Not everyone was so lucky.

By the early 1980s, a nipper growing up on the mean streets of Manchester was experiencing my former pain of the more elusive last sticker. Friend of The Anfield Wrap, Steve Armstrong – our go-to Mancunian – was still crying his heart out (sorry for the Oasis gag, Ste) over the two startling gaps in his Football ‘81 album. Red Devils’ fan Steve, of United We Stand fame, had more Joe Jordans and Lou Macaris than you can shake a stick at, but two naughty lads – and then just the one – from other clubs remained missing.

Steve picks up the tale here.

“So, it’s 1981. Eventually, I had just one sticker missing from the book. Middlesbrough’s Irving Nattrass. No cunt had ever heard of him which made ‘who?’ the default answer when trying to do swaps. The last but one – George Berry – had turned up three weeks before so I was confident of filling the book. Two weeks and six days on and there’s no sign of fucking Nattrass. I spent every bit of dinner money, pocket money and even dosh I stole from my mam’s purse on stickers. Just to get Nattrass.

“The guy who ran the paper shop knew all about my quest and told me that once this last box at the newsagents had gone, that was that for the season. Nightmare! I bought the last three packs, opening them and shaking like a crackhead rooting round to get his hands on some gear. Anyway, no sign of Nattrass, and to make matters worse, George fucking Berry again, again, again and again in all three of those last packs. You wait ages for a George Berry and then three of him comes at once.

“I was heartbroken. To this day, I hate Irving Nattrass and George Berry. I hate Middlesbrough and Wolves as well. My wounds will never heal. My hatred for all of them will never end. Not ever!”

=======

» Given request 1
Edit the sticker story: give again the part that opens with the words containing "By the early" and closes with "the tale here.", replacing "album" with "sticker book".
» Given request 2
Answer these questions about the sticker story:
(a) What was the title of the album with the two gaps?
(b) Which Middlesbrough player's sticker was the last one missing?
(c) How many packs from the final box at the newsagents were bought?
» Given request 3
Carry the story about the missing football sticker past its last sentence.

» Dataset excerpt
=======

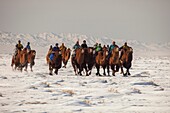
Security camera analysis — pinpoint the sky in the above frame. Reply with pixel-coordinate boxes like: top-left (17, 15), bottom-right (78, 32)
top-left (0, 0), bottom-right (170, 42)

=======

» Final answer 1
By the early 1980s, a nipper growing up on the mean streets of Manchester was experiencing my former pain of the more elusive last sticker. Friend of The Anfield Wrap, Steve Armstrong – our go-to Mancunian – was still crying his heart out (sorry for the Oasis gag, Ste) over the two startling gaps in his Football ‘81 sticker book. Red Devils’ fan Steve, of United We Stand fame, had more Joe Jordans and Lou Macaris than you can shake a stick at, but two naughty lads – and then just the one – from other clubs remained missing.

Steve picks up the tale here.

» Final answer 2
(a) Football ‘81
(b) Irving Nattrass
(c) Three

» Final answer 3
Nowadays, the noble art of collecting is acceptable to all; even us adults, especially if we’re buying for our kids. In my day and Steve’s and those of countless other whippersnappers down the years, it wasn’t cool to blow all your dough on stickers past the age of 13. The pursuit became more clandestine with each passing season. How else can you explain my finding of the Euro ‘88 book (published when I was 20) hiding away beneath a copy of Penthouse?

Thankfully, it’s a tradition that lives on to this day. I’m pretty sure the not-so-cool cats still collect and are au fait with the guilt brought by a pile of swaps that weighs more than a sack of potatoes.

They say that nostalgia ain’t what it used to be but not with this. Open a pristine pack of Panini and inhale. When I get that familiar whiff, I’m jumping on the back of Daniel Passarella as we parade the World Cup around the Estadio Monumental. Then, a night on the town as Mario Kempes and Luque and I carouse round Buenos Aires on the pull.

See you tomorrow at Anfield by The Kop block 306 lift and we’ll do swaps. I’ll swap you 10 Dejan Lovrens for your Virgil van Dijk.

But, keep it a secret or the deal is off.